### YOUR OBJECTIVE:
Put the lines in the rows, starting at the line that contains "Mark every instance of the blue" and ending at the line that contains "x=471, y=507", into a JSON list of strings with one string per line and blank lines left out.
##### DATA LINES #####
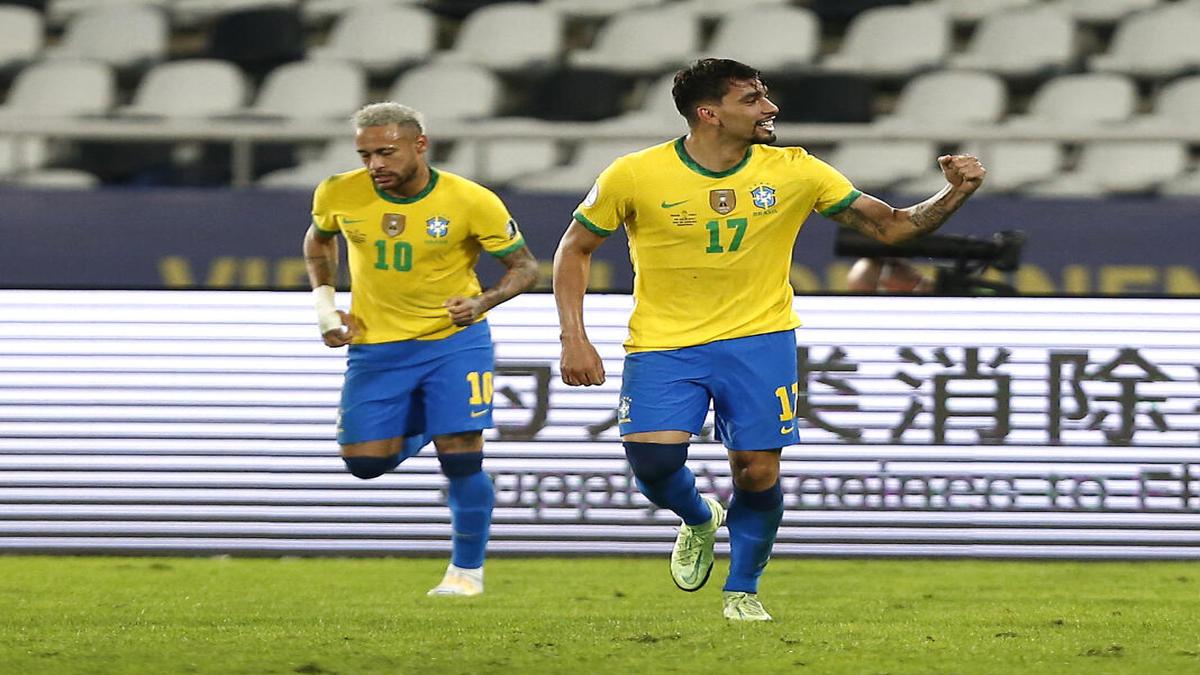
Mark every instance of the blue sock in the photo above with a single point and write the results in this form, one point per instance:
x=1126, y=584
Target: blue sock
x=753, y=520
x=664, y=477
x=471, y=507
#####
##### DATA LINES #####
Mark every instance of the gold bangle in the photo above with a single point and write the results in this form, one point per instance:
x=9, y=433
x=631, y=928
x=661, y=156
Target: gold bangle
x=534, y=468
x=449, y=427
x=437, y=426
#####
### COMPLETED TASK:
[
  "Mark every instance of the blue sock in the photo above with a single point and write the results in this form, one point per instance:",
  "x=1126, y=584",
  "Target: blue sock",
  "x=753, y=520",
  "x=664, y=477",
  "x=471, y=507"
]